== AIM OF THE TASK ==
Work out how many lines of the data hold the string "tight", and reply with that number alone.

_ _ _ _ _

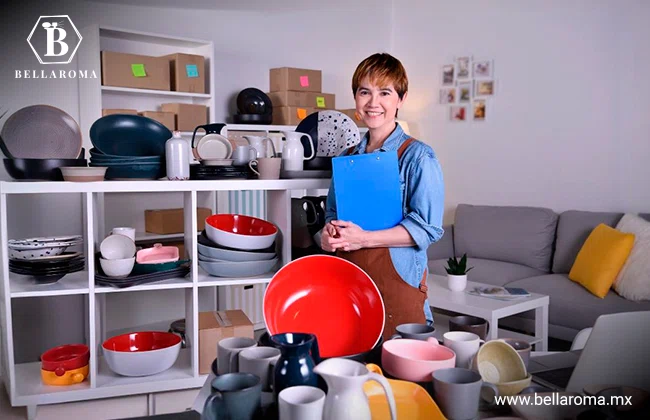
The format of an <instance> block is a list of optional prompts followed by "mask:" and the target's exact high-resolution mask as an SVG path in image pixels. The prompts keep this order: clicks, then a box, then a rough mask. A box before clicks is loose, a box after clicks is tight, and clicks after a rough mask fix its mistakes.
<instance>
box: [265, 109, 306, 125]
mask: <svg viewBox="0 0 650 420" xmlns="http://www.w3.org/2000/svg"><path fill="white" fill-rule="evenodd" d="M313 112H316V110H315V109H314V108H311V107H298V106H275V107H273V124H274V125H297V124H299V123H300V121H302V120H303V119H305V118H306V117H307V116H308V115H309V114H311V113H313Z"/></svg>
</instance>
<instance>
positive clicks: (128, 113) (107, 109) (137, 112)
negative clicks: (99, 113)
mask: <svg viewBox="0 0 650 420" xmlns="http://www.w3.org/2000/svg"><path fill="white" fill-rule="evenodd" d="M113 114H129V115H138V110H137V109H118V108H114V109H109V108H107V109H102V117H105V116H107V115H113Z"/></svg>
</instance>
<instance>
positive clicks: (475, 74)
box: [472, 60, 494, 78]
mask: <svg viewBox="0 0 650 420" xmlns="http://www.w3.org/2000/svg"><path fill="white" fill-rule="evenodd" d="M472 74H473V76H474V78H492V77H493V76H494V61H493V60H477V61H474V62H473V63H472Z"/></svg>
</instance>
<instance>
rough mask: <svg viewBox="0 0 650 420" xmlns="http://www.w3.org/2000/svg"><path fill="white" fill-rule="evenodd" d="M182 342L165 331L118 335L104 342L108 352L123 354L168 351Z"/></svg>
mask: <svg viewBox="0 0 650 420" xmlns="http://www.w3.org/2000/svg"><path fill="white" fill-rule="evenodd" d="M180 342H181V337H180V336H178V335H176V334H172V333H167V332H163V331H140V332H134V333H127V334H122V335H116V336H115V337H111V338H109V339H108V340H106V341H104V344H102V347H103V348H104V349H106V350H111V351H121V352H128V353H134V352H143V351H152V350H160V349H166V348H167V347H172V346H175V345H176V344H178V343H180Z"/></svg>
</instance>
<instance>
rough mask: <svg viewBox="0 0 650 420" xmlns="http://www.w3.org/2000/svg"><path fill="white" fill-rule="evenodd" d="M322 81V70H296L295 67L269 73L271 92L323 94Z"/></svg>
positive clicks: (273, 70)
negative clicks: (284, 92)
mask: <svg viewBox="0 0 650 420" xmlns="http://www.w3.org/2000/svg"><path fill="white" fill-rule="evenodd" d="M322 79H323V77H322V72H321V71H320V70H308V69H296V68H293V67H280V68H276V69H271V70H270V72H269V86H270V88H269V91H271V92H281V91H285V90H292V91H299V92H321V91H322V90H323V89H322V83H323V81H322Z"/></svg>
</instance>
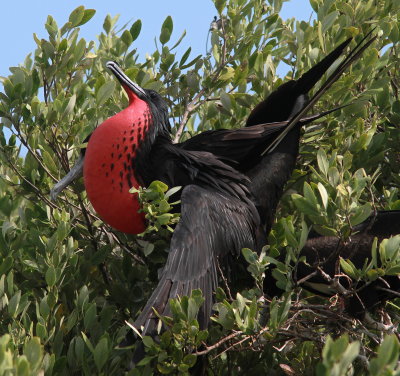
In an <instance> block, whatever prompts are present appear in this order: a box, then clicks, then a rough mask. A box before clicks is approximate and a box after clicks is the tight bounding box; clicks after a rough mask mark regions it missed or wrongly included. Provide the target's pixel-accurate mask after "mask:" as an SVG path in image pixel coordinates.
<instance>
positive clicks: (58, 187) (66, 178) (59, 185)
mask: <svg viewBox="0 0 400 376" xmlns="http://www.w3.org/2000/svg"><path fill="white" fill-rule="evenodd" d="M84 160H85V156H84V155H82V154H81V155H80V157H79V158H78V160H77V161H76V162H75V165H74V166H73V167H71V169H70V170H69V172H68V174H67V175H65V176H64V177H63V178H62V179H61V180H60V181H59V182H58V183H56V184H55V185H54V187H53V188H52V189H51V191H50V198H51V199H52V200H53V201H55V200H56V199H57V196H58V195H59V194H60V193H61V192H62V191H63V190H64V189H65V188H66V187H67V186H68V185H70V184H71V183H72V182H73V181H74V180H75V179H77V178H79V177H81V176H82V175H83V162H84Z"/></svg>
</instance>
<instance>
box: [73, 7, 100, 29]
mask: <svg viewBox="0 0 400 376" xmlns="http://www.w3.org/2000/svg"><path fill="white" fill-rule="evenodd" d="M95 14H96V10H95V9H85V11H84V13H83V17H82V19H81V21H80V22H79V24H78V25H76V26H82V25H84V24H85V23H87V22H88V21H90V20H91V19H92V17H93V16H94V15H95Z"/></svg>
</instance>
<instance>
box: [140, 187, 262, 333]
mask: <svg viewBox="0 0 400 376" xmlns="http://www.w3.org/2000/svg"><path fill="white" fill-rule="evenodd" d="M181 201H182V209H181V218H180V221H179V223H178V225H177V226H176V229H175V231H174V234H173V236H172V240H171V246H170V252H169V255H168V259H167V263H166V265H165V267H164V269H163V271H162V274H161V277H160V281H159V283H158V285H157V287H156V289H155V290H154V292H153V294H152V295H151V297H150V299H149V300H148V302H147V304H146V306H145V307H144V309H143V311H142V313H141V314H140V316H139V317H138V318H137V320H136V321H135V324H134V325H135V327H136V328H137V329H138V330H141V329H142V330H143V333H144V334H153V333H152V332H153V331H154V329H155V328H156V325H157V322H158V319H157V317H156V316H155V314H154V312H153V308H154V309H155V310H156V311H157V312H158V313H160V314H162V315H169V312H170V311H169V304H168V301H169V299H170V298H176V297H177V296H183V295H190V293H191V291H192V290H194V289H201V290H202V292H203V296H204V298H205V302H204V305H203V307H202V308H201V311H200V312H199V315H198V320H199V324H200V327H202V328H206V327H207V325H208V322H209V318H210V315H211V310H212V303H213V293H214V292H215V289H216V287H217V277H218V276H217V262H218V260H221V259H222V258H224V257H225V256H227V255H228V254H229V253H231V254H233V255H234V256H235V255H237V256H239V254H240V251H241V249H242V248H244V247H249V248H252V249H255V247H256V244H255V238H256V236H255V234H254V231H255V229H256V228H257V218H254V208H251V207H249V205H250V204H249V202H243V201H242V200H240V199H238V198H235V197H232V196H230V195H224V194H222V193H219V192H216V191H215V190H207V189H204V188H202V187H199V186H196V185H189V186H187V187H185V188H184V190H183V192H182V196H181Z"/></svg>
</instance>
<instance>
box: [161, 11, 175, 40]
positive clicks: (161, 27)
mask: <svg viewBox="0 0 400 376" xmlns="http://www.w3.org/2000/svg"><path fill="white" fill-rule="evenodd" d="M173 28H174V23H173V21H172V18H171V16H168V17H167V18H166V19H165V21H164V23H163V24H162V26H161V34H160V42H161V43H162V44H165V43H167V42H168V41H169V40H170V38H171V34H172V30H173Z"/></svg>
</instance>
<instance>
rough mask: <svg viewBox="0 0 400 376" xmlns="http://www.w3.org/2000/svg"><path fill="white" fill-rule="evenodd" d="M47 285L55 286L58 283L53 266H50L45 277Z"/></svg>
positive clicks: (55, 271)
mask: <svg viewBox="0 0 400 376" xmlns="http://www.w3.org/2000/svg"><path fill="white" fill-rule="evenodd" d="M45 279H46V283H47V285H48V286H49V287H52V286H54V284H55V283H56V271H55V269H54V267H53V266H50V267H49V268H48V269H47V271H46V275H45Z"/></svg>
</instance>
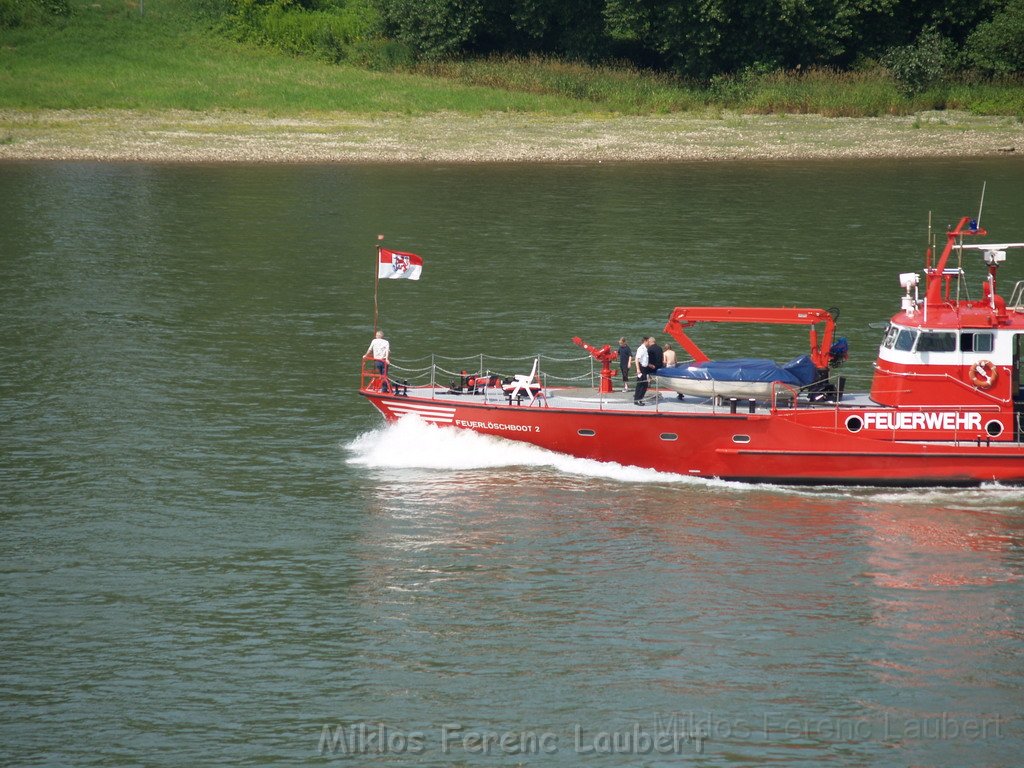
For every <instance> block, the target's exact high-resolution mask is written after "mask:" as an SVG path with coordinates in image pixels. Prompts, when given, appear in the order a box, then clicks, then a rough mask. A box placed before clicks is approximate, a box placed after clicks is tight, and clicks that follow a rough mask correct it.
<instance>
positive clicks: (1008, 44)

_ _ _ _ _

== WRITTEN RESPONSE ==
3